··· TEXT SECTION ···

Floetry, Eric Roberson, The Foreign Exchange
Image courtesy of Floetry
Floetry, finally back in motion
Durham Performing Arts Center, Durham
Sunday, July 12, 2015
Natalie “The Floacist” Stewart’s powerful call of ”It’s my time to live right now!” carried a newfound weight on Sunday night at DPAC, during the latest stop for Floetry's reunion tour.
A response to the closing raps of Floetry’s 2002 cut, “Ms. Stress," this was not an uplifting mantra for getting over a failed relationship, but instead one for truly embracing life. Stewart drove the point home as she touched on a number of sobering issues plaguing our nation—the Charleston massacre, the rash of church conflagrations over the past month, systemic police brutality.

···

[STATED GOAL A]
Answer these from the Floetry concert review:
(i) At which venue did the show take place?
(ii) On what date was the show held?
(iii) Which 2002 Floetry song does the review name?
The records below the review come from a source unrelated to the review itself.

··· EXTRACTED DATA ···

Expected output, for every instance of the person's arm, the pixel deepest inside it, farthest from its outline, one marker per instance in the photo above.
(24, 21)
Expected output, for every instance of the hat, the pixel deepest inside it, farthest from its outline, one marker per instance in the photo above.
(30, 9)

···
··· EXTRACTED DATA ···

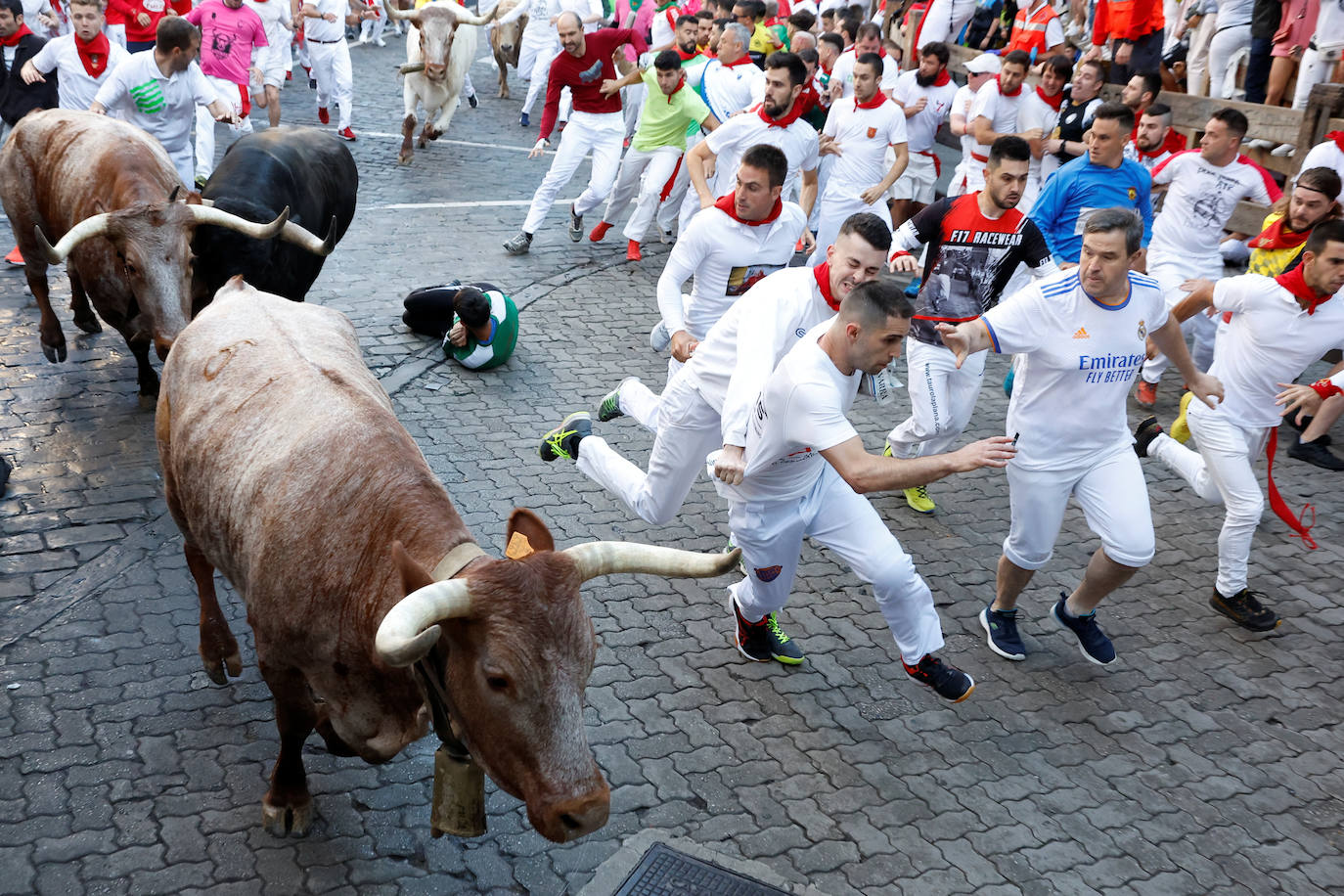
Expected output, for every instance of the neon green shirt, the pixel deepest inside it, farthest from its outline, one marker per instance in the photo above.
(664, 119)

···

[STATED GOAL B]
Identify every line of the records that contains the word "pixel", and copy each of those lines in full. Case counts.

[TASK RESPONSE A]
(i) Durham Performing Arts Center, Durham
(ii) Sunday, July 12, 2015
(iii) "Ms. Stress"

[TASK RESPONSE B]
Expected output, for every instance of the person's arm, the pixel deepest inside it, farthest from its outline, one marker per instance in the photo above.
Expected output, for every instance of the hat, the pixel deepest inside it, farthest from its outline, one marker per instance in the photo above.
Expected output, for every instance of the neon green shirt, the pixel deepest inside it, farthest from its outline, one marker per instance in the photo above.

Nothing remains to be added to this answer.